Required action: Transcribe the listing that follows exactly, from its first line to its last.
+++ Given entries +++
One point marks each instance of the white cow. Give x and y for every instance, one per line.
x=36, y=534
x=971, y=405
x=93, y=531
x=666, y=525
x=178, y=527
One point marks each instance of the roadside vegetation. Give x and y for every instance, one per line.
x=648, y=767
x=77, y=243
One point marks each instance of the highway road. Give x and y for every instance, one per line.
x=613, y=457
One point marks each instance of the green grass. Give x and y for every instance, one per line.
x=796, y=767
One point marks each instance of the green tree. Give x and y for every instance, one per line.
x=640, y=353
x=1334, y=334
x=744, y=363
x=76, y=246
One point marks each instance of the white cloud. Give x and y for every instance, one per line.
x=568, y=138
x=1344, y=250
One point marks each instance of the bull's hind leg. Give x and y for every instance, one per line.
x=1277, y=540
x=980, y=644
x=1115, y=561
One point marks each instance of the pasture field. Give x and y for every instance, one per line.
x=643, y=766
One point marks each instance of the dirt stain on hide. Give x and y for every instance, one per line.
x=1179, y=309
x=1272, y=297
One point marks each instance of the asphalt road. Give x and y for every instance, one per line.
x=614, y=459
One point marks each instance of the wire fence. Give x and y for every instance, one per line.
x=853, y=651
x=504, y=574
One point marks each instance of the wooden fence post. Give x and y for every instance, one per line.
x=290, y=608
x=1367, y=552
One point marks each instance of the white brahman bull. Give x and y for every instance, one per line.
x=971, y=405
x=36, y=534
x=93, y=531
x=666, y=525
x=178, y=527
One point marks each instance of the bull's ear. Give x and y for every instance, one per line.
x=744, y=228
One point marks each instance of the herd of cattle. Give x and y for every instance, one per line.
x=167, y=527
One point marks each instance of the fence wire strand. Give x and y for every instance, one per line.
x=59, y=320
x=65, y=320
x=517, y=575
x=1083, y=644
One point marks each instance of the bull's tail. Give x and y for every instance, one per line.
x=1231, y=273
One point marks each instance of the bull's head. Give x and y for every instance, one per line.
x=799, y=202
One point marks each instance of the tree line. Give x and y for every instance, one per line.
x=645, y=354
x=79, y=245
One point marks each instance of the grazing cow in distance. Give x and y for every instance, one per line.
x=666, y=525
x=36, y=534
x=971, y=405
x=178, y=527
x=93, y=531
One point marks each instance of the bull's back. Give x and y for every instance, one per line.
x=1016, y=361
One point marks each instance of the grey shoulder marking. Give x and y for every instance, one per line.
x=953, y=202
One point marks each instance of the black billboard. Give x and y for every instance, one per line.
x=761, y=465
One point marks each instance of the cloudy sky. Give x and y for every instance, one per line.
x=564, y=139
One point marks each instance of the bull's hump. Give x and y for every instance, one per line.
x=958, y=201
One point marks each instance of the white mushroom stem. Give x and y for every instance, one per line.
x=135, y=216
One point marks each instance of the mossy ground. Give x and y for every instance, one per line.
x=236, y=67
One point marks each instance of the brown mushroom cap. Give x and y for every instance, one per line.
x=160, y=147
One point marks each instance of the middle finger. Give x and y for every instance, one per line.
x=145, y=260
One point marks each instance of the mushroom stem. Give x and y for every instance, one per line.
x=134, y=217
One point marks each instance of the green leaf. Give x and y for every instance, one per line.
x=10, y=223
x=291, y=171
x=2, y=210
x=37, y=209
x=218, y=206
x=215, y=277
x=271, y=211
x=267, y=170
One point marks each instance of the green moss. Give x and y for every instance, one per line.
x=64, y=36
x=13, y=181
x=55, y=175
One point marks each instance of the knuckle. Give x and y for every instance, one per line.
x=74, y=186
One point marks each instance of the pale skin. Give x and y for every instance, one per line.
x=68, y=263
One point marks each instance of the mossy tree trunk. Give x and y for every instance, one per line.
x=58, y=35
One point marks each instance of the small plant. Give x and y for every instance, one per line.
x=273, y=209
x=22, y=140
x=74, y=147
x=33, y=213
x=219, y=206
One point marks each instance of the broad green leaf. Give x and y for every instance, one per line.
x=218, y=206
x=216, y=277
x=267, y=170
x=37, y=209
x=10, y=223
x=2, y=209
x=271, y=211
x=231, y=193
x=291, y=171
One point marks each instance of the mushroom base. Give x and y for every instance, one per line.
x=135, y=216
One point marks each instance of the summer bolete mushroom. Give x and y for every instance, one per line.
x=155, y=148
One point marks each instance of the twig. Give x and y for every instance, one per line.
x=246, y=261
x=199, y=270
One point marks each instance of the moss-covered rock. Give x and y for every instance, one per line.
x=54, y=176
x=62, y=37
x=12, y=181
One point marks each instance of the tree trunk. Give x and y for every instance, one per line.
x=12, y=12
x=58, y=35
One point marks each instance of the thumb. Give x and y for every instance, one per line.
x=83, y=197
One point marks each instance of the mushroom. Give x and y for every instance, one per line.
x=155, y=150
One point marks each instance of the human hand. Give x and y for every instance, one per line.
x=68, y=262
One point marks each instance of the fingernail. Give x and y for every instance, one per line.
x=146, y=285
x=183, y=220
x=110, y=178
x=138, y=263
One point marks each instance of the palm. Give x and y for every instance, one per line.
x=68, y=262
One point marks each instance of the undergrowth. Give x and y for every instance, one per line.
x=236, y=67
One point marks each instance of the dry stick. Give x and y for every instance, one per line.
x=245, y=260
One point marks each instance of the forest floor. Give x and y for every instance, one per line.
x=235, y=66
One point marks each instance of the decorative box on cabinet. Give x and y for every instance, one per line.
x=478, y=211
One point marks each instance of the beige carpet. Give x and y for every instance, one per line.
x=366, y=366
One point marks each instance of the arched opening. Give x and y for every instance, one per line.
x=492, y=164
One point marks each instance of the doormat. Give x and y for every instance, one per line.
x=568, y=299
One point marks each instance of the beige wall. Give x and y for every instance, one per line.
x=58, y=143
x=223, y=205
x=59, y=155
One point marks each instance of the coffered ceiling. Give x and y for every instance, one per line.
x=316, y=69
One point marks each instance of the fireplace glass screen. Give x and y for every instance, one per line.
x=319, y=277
+++
Exercise answer:
One point marks each instance of the white cow. Give x and y for every instance, one per line.
x=36, y=534
x=971, y=405
x=93, y=531
x=666, y=525
x=178, y=527
One point marks each instance of the roadside vegetation. Give x and y for every instance, one per line.
x=648, y=767
x=77, y=243
One point marks each instance of the highway road. Give x and y for every instance, one per line.
x=613, y=457
One point marks each instance of the green grass. Give x and y for every instance, one per line.
x=796, y=767
One point marks each instance of the green tree. Give x and y for every instance, one per line.
x=640, y=353
x=1334, y=334
x=744, y=363
x=76, y=246
One point marks each instance of the white cloud. Give x and y for every instance, one per line.
x=568, y=138
x=1344, y=250
One point marks each instance of the bull's hind leg. Give x and y for every instance, one per line.
x=1277, y=540
x=980, y=644
x=1115, y=561
One point marks each instance of the pasture field. Give x and y for every instance, one per line.
x=643, y=766
One point marks each instance of the dirt stain on hide. Give x and y for every instance, one per line.
x=1179, y=309
x=1272, y=297
One point marks each instance of the asphalt road. Give x and y for every instance, one per line.
x=614, y=459
One point marks each instance of the wire fence. Give x and y for every instance, one per line.
x=853, y=651
x=504, y=574
One point marks each instance of the wooden fence post. Give x and y for every instance, one per line.
x=290, y=608
x=1367, y=552
One point marks each instance of the white brahman bull. Give x and y for every instance, one per line.
x=971, y=405
x=36, y=534
x=93, y=531
x=666, y=525
x=178, y=527
One point marks each instance of the bull's ear. Give x and y for every instance, one per line.
x=744, y=228
One point marks each instance of the herd of cattle. Give x and y for every instance, one per line.
x=167, y=527
One point marks each instance of the fence wire strand. Give x and y for every instance, one per line.
x=59, y=320
x=65, y=320
x=517, y=575
x=1083, y=644
One point marks each instance of the bull's tail. Give x and y for every instance, one per line.
x=1231, y=273
One point marks each instance of the bull's head. Give x and y for every instance, one per line.
x=799, y=202
One point marks each instance of the tree line. Give x and y for every instance, one per line.
x=645, y=354
x=79, y=245
One point marks each instance of the grazing cow in distance. Give x and y for every instance, one per line.
x=666, y=525
x=36, y=534
x=971, y=405
x=178, y=527
x=93, y=531
One point marks each instance of the bull's back. Give x and y for every instance, one per line.
x=1016, y=361
One point marks each instance of the grey shoulder marking. Give x and y for every instance, one per line.
x=953, y=202
One point marks each instance of the black billboard. Give x and y for every instance, one per line.
x=761, y=465
One point marks each instance of the cloudy sky. Give x and y for every instance, one per line.
x=564, y=139
One point marks each instance of the bull's hump. Give x and y for every instance, one per line.
x=958, y=201
One point marks each instance of the white mushroom stem. Give x and y for every instance, one per line.
x=135, y=216
One point marks each instance of the mossy ground. Give x and y for every instance, one per line.
x=236, y=67
One point marks each instance of the brown mushroom cap. Give x and y for every instance, one per line.
x=160, y=147
One point marks each instance of the middle finger. Give x and y for every instance, one per line.
x=145, y=260
One point marks each instance of the mushroom stem. Give x and y for every instance, one per line.
x=134, y=217
One point marks each instance of the green leaf. Give x and y for every instance, one per line.
x=10, y=223
x=291, y=171
x=2, y=210
x=37, y=209
x=218, y=206
x=215, y=277
x=271, y=211
x=267, y=170
One point marks each instance of the green moss. Give x and y for every instance, one per line.
x=64, y=36
x=13, y=181
x=55, y=175
One point marks each instance of the knuckle. Give x and y for every instance, one per line.
x=74, y=186
One point marks each instance of the pale skin. Give x and y for every instance, one per line.
x=68, y=263
One point marks each instance of the mossy tree trunk. Give x and y for every instance, one per line.
x=58, y=35
One point marks each instance of the small plant. Give x and y for every instance, one per line.
x=273, y=209
x=22, y=140
x=74, y=147
x=33, y=213
x=219, y=206
One point marks each instance of the broad green leaf. Give x and y for every instance, one per line.
x=218, y=206
x=216, y=277
x=267, y=170
x=37, y=209
x=10, y=223
x=2, y=209
x=271, y=211
x=231, y=193
x=291, y=171
One point marks each instance of the mushroom base. Give x and y for every instance, one per line.
x=135, y=216
One point marks each instance of the summer bolete mushroom. Give x and y for every instance, one per line.
x=155, y=148
One point marks each instance of the twig. Give x and y for every instance, one per line.
x=246, y=261
x=199, y=270
One point marks each instance of the moss-covered rock. Give x and y for every instance, one per line.
x=54, y=176
x=62, y=37
x=12, y=181
One point marks each instance of the tree trunk. Give x and y for every instance, one per line.
x=12, y=12
x=58, y=35
One point marks each instance of the thumb. Give x and y for every instance, one per line.
x=83, y=197
One point marks each instance of the mushroom. Give x and y for every instance, one per line.
x=155, y=150
One point marks each instance of the human hand. Give x and y for every instance, one per line.
x=68, y=262
One point marks each instance of the fingernail. Give x and y for every instance, one per line.
x=146, y=285
x=183, y=220
x=110, y=178
x=138, y=263
One point marks each instance of the palm. Give x and y for every instance, one per line.
x=68, y=262
One point marks each instance of the undergrowth. Give x and y for every instance, one per line.
x=236, y=67
One point marks each instance of the dry stick. Give x and y for every instance, one per line.
x=245, y=260
One point marks each instance of the forest floor. Give x and y for every instance, one per line.
x=235, y=66
One point marks each instance of the decorative box on cabinet. Give x and y for every instance, one per line.
x=478, y=211
One point marks each instance of the beige carpet. Give x and y for every instance, one per line.
x=366, y=366
One point marks each instance of the arched opening. Give x and y for every instance, one per line.
x=492, y=164
One point marks each instance of the doormat. Give x and y for every instance, one per line.
x=568, y=299
One point marks each instance of the beige wall. Give x and y for every instance, one per line.
x=58, y=143
x=223, y=205
x=59, y=155
One point marks each instance of the coffered ceiling. Give x and y for every instance, one per line.
x=316, y=69
One point marks each instance of the fireplace glass screen. Give x and y for every instance, one per line.
x=319, y=277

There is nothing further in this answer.